Data extracted from a collection
========
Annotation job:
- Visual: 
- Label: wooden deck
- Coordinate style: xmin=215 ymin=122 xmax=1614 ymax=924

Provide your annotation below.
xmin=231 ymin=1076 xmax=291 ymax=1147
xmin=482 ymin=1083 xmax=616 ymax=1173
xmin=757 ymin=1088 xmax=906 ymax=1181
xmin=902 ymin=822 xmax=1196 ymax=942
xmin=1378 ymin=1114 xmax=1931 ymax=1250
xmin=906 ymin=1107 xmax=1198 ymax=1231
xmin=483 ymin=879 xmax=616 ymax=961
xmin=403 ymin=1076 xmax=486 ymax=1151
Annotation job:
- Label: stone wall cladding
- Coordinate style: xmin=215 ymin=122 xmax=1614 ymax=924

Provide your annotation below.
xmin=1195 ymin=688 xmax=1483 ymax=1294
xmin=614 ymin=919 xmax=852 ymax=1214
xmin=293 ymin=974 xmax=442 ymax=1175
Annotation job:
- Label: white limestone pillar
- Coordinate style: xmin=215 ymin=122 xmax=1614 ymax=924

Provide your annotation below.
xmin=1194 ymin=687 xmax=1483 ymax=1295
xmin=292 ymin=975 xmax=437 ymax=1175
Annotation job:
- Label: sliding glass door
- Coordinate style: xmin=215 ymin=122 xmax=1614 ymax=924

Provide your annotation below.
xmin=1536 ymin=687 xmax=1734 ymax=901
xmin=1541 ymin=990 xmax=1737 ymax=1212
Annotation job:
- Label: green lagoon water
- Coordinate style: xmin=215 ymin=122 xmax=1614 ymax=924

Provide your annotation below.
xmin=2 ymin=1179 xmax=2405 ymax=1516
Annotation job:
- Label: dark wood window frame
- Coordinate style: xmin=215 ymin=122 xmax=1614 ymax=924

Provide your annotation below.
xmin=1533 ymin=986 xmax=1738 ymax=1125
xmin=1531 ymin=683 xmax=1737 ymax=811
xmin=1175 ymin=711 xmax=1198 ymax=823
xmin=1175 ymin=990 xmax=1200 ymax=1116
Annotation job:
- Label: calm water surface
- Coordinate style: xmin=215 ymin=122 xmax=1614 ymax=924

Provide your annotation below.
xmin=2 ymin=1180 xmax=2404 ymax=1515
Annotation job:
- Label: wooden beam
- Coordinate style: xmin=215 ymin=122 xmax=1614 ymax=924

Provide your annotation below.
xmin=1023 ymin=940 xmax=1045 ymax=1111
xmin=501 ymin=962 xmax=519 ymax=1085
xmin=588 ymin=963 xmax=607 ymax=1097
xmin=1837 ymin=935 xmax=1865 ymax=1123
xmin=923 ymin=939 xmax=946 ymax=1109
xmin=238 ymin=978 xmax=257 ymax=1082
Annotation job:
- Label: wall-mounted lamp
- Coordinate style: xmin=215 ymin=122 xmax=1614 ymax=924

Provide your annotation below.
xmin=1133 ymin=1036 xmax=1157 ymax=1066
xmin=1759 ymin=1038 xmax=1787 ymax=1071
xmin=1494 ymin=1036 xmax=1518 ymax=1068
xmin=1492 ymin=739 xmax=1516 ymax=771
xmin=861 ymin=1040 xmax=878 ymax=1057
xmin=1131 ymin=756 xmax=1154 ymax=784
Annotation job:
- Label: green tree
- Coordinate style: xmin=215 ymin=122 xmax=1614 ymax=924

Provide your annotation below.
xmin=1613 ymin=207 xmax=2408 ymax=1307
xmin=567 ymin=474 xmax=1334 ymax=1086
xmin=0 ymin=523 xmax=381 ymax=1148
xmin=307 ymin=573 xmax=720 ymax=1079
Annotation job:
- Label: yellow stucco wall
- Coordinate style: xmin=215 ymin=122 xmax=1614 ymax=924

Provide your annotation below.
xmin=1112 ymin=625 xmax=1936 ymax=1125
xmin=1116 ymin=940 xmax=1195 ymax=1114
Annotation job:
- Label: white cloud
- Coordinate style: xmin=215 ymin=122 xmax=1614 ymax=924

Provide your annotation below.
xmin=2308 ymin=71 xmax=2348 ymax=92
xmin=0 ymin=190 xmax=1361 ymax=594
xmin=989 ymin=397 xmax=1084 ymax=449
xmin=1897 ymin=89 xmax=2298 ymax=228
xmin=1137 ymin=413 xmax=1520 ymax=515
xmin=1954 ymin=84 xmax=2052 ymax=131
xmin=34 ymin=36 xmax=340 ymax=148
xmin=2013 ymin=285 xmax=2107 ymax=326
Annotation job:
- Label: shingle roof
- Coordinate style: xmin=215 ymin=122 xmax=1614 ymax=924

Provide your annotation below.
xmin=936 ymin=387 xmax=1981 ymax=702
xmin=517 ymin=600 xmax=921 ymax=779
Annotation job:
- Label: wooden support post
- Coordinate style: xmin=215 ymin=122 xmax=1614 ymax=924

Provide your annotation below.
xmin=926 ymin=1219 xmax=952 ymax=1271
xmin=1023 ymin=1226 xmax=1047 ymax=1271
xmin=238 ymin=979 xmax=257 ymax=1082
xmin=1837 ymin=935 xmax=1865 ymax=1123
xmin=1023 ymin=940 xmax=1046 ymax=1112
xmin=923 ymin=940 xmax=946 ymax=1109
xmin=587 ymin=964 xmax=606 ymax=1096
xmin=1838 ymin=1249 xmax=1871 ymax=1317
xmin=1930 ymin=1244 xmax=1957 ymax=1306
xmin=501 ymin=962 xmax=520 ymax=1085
========
**Requirement**
All the entries above need to be repeated word for word.

**Result of this exercise**
Annotation job:
- Visual: 
- Label: wooden deck
- Coordinate style: xmin=215 ymin=122 xmax=1614 ymax=924

Provide your annotation below.
xmin=231 ymin=1076 xmax=291 ymax=1147
xmin=482 ymin=1083 xmax=616 ymax=1173
xmin=757 ymin=1088 xmax=906 ymax=1181
xmin=902 ymin=822 xmax=1196 ymax=942
xmin=1378 ymin=1114 xmax=1931 ymax=1250
xmin=906 ymin=1107 xmax=1198 ymax=1231
xmin=483 ymin=879 xmax=616 ymax=961
xmin=403 ymin=1076 xmax=486 ymax=1151
Annotation job:
- Label: stone wall cladding
- Coordinate style: xmin=215 ymin=122 xmax=1614 ymax=924

Provide your annotation below.
xmin=1195 ymin=688 xmax=1483 ymax=1294
xmin=614 ymin=919 xmax=852 ymax=1214
xmin=293 ymin=974 xmax=442 ymax=1175
Annotation job:
- Label: white limestone pillar
- Coordinate style: xmin=215 ymin=122 xmax=1614 ymax=924

Provide your annotation below.
xmin=1194 ymin=687 xmax=1483 ymax=1295
xmin=292 ymin=975 xmax=437 ymax=1175
Annotation job:
- Label: sliding glass door
- Coordinate style: xmin=215 ymin=122 xmax=1614 ymax=924

Provide your annotation below.
xmin=1536 ymin=687 xmax=1734 ymax=901
xmin=1541 ymin=990 xmax=1737 ymax=1212
Annotation job:
- Label: green lagoon water
- Coordinate style: xmin=215 ymin=122 xmax=1614 ymax=924

Provide your annotation below.
xmin=2 ymin=1179 xmax=2405 ymax=1516
Annotation job:
- Label: dark wood window frame
- Coordinate style: xmin=215 ymin=122 xmax=1614 ymax=924

Provide your annotation below.
xmin=1533 ymin=986 xmax=1738 ymax=1125
xmin=1531 ymin=683 xmax=1737 ymax=811
xmin=1175 ymin=711 xmax=1198 ymax=823
xmin=1175 ymin=990 xmax=1200 ymax=1116
Annotation job:
- Label: calm water surface
- Coordinate style: xmin=215 ymin=122 xmax=1614 ymax=924

Provide your annotation below.
xmin=2 ymin=1180 xmax=2404 ymax=1515
Annotation job:
- Label: wooden beam
- Coordinate style: xmin=215 ymin=122 xmax=1614 ymax=924

Provide your annotation below.
xmin=1023 ymin=940 xmax=1045 ymax=1111
xmin=501 ymin=962 xmax=519 ymax=1085
xmin=588 ymin=963 xmax=607 ymax=1097
xmin=1837 ymin=935 xmax=1865 ymax=1123
xmin=923 ymin=939 xmax=946 ymax=1109
xmin=238 ymin=978 xmax=257 ymax=1082
Annotation job:
- Label: wall-mounted lamp
- Coordinate style: xmin=215 ymin=122 xmax=1614 ymax=924

Provide your annotation below.
xmin=1133 ymin=1036 xmax=1157 ymax=1066
xmin=1759 ymin=1038 xmax=1787 ymax=1071
xmin=1494 ymin=1036 xmax=1518 ymax=1068
xmin=1492 ymin=739 xmax=1516 ymax=771
xmin=861 ymin=1040 xmax=878 ymax=1057
xmin=1131 ymin=756 xmax=1154 ymax=784
Annotation job:
- Label: green tree
- Coordinate style: xmin=215 ymin=122 xmax=1614 ymax=924

Provide your annotation below.
xmin=1613 ymin=207 xmax=2408 ymax=1307
xmin=567 ymin=474 xmax=1334 ymax=1086
xmin=0 ymin=523 xmax=381 ymax=1148
xmin=307 ymin=573 xmax=720 ymax=1079
Annotation job:
- Label: yellow stucco wall
- Coordinate style: xmin=215 ymin=122 xmax=1614 ymax=924

Provide your annotation below.
xmin=1112 ymin=625 xmax=1936 ymax=1125
xmin=1116 ymin=940 xmax=1195 ymax=1114
Annotation job:
- Label: white cloud
- Coordinate style: xmin=215 ymin=122 xmax=1614 ymax=924

Provide your annotation below.
xmin=2308 ymin=71 xmax=2348 ymax=92
xmin=0 ymin=190 xmax=1361 ymax=594
xmin=989 ymin=397 xmax=1084 ymax=449
xmin=1897 ymin=89 xmax=2298 ymax=228
xmin=1137 ymin=413 xmax=1520 ymax=515
xmin=1954 ymin=84 xmax=2052 ymax=131
xmin=34 ymin=36 xmax=340 ymax=148
xmin=2013 ymin=285 xmax=2107 ymax=326
Annotation job:
- Label: shingle roof
- Coordinate style: xmin=215 ymin=122 xmax=1614 ymax=924

Provide your annotation below.
xmin=936 ymin=387 xmax=1981 ymax=702
xmin=517 ymin=600 xmax=921 ymax=779
Annotation job:
- Label: wooden support post
- Coordinate style: xmin=215 ymin=122 xmax=1614 ymax=924

Provide your annotation below.
xmin=926 ymin=1219 xmax=952 ymax=1271
xmin=1023 ymin=1226 xmax=1047 ymax=1271
xmin=238 ymin=979 xmax=257 ymax=1082
xmin=1837 ymin=935 xmax=1865 ymax=1123
xmin=1023 ymin=940 xmax=1046 ymax=1112
xmin=923 ymin=940 xmax=946 ymax=1109
xmin=587 ymin=964 xmax=606 ymax=1096
xmin=1838 ymin=1249 xmax=1871 ymax=1317
xmin=1930 ymin=1244 xmax=1957 ymax=1306
xmin=501 ymin=962 xmax=520 ymax=1085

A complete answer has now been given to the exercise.